▶ _YOUR INSTRUCTIONS_: Copy out the records word for word from their beginning through the line containing "positive clicks: (128, 186)", and include that line. Leave the pictures out.

*** THE RECORDS Section Begins ***

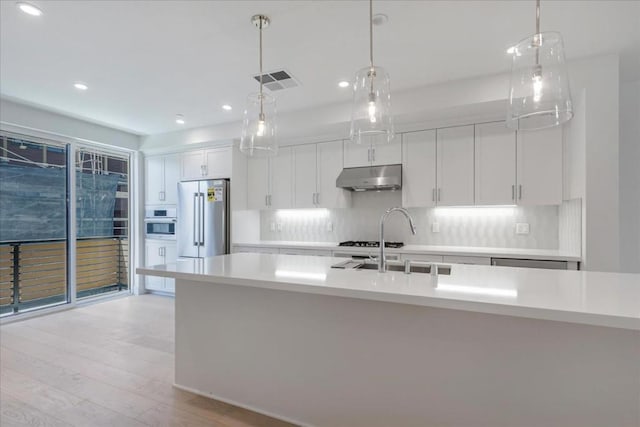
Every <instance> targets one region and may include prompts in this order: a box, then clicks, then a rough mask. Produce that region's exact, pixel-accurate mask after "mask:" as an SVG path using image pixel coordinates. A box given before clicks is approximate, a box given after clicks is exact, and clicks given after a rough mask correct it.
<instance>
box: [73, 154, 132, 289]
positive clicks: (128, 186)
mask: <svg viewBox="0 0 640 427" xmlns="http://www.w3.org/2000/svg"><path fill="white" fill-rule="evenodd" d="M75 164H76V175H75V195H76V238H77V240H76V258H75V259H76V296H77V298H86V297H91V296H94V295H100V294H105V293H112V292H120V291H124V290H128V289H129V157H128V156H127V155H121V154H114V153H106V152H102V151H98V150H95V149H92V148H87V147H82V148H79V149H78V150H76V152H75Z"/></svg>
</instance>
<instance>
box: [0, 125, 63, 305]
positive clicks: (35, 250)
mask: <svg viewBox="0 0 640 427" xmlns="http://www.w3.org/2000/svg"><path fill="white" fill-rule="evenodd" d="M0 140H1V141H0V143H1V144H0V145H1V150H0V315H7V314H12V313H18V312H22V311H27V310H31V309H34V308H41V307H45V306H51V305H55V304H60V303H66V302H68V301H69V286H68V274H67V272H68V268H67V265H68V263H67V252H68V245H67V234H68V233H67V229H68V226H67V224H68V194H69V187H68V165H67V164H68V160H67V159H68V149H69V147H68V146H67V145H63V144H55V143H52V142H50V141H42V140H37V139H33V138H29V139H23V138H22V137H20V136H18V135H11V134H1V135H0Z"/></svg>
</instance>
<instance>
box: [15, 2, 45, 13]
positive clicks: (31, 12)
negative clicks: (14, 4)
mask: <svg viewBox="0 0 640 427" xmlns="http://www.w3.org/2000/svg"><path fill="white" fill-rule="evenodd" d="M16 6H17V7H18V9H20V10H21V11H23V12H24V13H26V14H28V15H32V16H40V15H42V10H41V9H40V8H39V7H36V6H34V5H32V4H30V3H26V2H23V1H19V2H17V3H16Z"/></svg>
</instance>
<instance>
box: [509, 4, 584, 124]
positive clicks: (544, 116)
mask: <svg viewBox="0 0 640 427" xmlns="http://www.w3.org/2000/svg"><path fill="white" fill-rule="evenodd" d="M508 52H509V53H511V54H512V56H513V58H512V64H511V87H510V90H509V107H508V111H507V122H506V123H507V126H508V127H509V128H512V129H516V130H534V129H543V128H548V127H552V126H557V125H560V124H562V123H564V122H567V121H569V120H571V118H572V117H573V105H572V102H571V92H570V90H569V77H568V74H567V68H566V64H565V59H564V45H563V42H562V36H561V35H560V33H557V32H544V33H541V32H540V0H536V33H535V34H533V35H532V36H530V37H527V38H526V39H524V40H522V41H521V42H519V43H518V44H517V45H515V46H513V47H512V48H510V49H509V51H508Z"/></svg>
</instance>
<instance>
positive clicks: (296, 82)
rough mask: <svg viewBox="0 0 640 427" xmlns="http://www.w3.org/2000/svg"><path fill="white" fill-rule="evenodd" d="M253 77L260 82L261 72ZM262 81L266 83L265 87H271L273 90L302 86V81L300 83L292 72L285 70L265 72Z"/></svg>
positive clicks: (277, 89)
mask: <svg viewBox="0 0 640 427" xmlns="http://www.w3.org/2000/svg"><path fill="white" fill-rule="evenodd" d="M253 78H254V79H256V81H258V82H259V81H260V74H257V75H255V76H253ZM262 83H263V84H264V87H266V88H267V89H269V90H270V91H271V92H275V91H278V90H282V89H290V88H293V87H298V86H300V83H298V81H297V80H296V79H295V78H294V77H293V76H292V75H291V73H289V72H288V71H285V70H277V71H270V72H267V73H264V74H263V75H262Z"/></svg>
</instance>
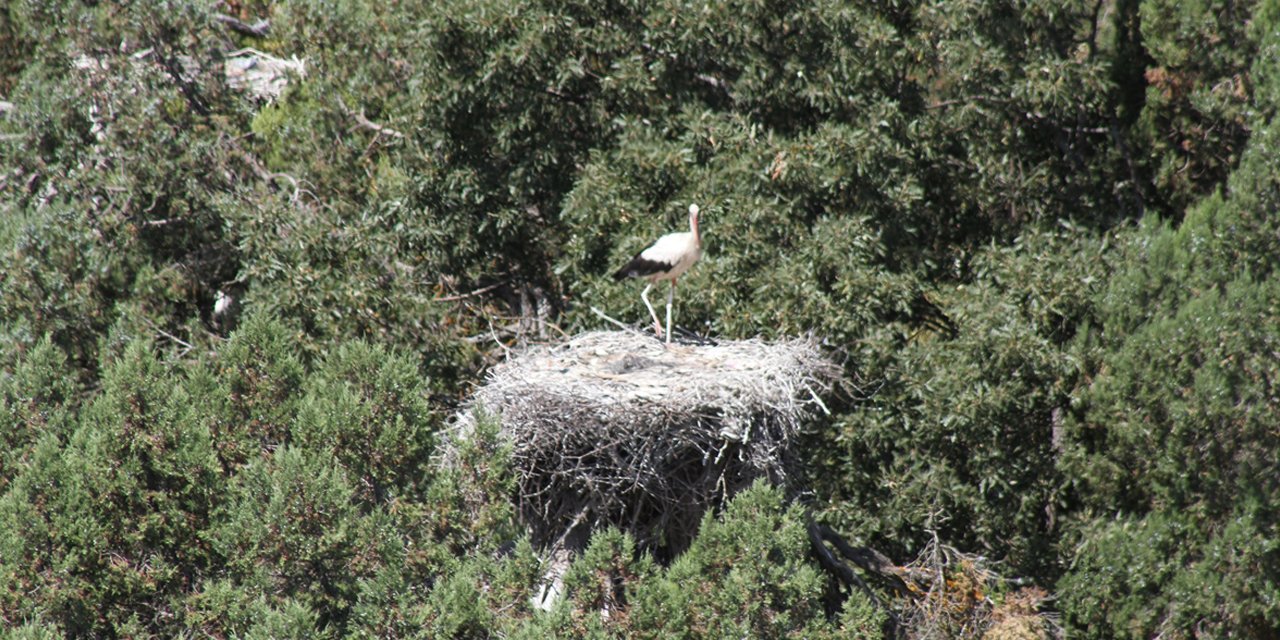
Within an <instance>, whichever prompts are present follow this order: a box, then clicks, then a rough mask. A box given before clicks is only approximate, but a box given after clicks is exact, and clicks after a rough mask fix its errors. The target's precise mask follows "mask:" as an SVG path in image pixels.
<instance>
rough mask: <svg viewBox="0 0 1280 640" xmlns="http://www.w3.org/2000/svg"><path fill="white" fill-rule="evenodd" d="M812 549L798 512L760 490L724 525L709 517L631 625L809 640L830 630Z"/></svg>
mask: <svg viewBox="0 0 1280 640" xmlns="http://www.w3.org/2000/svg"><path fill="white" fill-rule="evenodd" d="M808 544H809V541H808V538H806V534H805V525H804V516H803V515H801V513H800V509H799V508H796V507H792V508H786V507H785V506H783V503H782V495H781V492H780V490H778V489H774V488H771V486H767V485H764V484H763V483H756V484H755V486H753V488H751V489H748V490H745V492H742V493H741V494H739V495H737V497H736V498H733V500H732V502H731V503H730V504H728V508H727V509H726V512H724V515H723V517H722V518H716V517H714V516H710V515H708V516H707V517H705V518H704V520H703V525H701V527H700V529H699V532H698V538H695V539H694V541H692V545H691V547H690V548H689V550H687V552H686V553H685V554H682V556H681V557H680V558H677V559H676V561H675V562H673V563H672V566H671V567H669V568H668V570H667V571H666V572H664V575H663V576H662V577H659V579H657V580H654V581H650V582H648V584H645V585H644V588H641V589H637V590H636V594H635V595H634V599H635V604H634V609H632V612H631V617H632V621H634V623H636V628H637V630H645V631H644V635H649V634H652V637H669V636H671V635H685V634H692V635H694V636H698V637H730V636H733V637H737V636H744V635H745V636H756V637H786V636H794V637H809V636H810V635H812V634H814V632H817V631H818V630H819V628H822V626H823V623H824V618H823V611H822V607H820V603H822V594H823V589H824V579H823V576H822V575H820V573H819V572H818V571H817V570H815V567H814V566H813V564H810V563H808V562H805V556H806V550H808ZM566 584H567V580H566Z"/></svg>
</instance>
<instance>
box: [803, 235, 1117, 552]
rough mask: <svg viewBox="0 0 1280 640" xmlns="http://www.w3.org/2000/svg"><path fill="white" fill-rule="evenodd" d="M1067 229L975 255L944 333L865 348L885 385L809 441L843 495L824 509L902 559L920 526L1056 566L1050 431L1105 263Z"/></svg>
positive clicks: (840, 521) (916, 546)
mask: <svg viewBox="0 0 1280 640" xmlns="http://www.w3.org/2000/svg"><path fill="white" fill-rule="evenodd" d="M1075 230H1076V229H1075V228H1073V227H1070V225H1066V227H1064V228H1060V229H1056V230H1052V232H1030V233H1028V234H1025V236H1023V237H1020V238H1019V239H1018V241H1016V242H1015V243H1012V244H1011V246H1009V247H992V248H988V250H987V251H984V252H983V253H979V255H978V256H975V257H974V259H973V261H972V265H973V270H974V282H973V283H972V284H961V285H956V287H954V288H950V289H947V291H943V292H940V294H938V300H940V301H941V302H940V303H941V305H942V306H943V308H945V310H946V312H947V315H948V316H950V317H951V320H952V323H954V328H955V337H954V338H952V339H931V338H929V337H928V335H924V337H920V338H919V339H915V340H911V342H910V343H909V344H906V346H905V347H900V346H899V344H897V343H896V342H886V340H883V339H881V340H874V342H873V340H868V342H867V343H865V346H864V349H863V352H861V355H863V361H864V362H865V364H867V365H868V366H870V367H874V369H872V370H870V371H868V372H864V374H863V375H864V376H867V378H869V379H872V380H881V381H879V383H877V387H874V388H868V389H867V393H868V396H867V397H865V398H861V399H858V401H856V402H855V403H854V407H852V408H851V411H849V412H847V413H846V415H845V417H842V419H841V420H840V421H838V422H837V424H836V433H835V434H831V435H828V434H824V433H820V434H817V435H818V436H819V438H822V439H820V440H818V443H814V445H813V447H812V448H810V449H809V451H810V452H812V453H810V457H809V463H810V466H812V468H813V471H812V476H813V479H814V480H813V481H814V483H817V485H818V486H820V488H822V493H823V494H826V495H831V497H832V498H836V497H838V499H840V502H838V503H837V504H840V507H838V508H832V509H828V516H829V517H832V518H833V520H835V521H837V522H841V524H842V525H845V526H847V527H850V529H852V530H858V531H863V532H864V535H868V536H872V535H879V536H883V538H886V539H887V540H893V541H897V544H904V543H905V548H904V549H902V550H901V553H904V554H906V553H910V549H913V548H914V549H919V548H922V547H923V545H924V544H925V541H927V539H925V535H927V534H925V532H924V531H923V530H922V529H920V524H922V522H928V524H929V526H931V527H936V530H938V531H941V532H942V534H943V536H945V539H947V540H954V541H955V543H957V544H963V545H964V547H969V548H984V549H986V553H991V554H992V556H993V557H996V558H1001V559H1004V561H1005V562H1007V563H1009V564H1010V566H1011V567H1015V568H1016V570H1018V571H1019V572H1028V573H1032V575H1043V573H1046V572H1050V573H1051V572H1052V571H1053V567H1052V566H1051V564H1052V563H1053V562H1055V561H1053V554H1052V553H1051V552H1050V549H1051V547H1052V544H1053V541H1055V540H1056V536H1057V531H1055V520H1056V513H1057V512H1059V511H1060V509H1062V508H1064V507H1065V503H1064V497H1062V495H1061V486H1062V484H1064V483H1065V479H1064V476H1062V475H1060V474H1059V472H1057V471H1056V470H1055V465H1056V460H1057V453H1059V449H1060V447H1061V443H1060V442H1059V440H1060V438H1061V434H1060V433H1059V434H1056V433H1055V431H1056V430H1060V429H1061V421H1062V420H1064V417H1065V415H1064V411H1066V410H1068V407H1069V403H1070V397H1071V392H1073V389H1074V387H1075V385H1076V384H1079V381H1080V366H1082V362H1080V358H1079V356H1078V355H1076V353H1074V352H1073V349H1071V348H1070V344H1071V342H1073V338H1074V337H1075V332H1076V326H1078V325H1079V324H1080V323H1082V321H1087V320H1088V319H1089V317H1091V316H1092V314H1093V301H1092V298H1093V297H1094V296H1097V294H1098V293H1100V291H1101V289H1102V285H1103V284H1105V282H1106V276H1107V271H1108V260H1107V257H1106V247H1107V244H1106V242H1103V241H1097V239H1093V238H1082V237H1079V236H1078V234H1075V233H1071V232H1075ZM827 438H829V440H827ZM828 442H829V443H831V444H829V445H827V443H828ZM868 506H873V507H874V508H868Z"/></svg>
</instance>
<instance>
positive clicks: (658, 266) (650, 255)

*** THE RECORDS Section Ends ***

▶ _EXERCISE RESPONSE_:
Every <instance> targets one region and may include prompts in this order: a box, then clicks, then a rough mask. Produce that region's exact, pixel-accurate mask after "mask:" as an SVG path using image pixel coordinates. A box given before clicks is approximate, a box given after clicks is exact, and clicks given after a rough mask correct it.
<instance>
box: [73, 154, 132, 289]
positive clicks: (128, 186)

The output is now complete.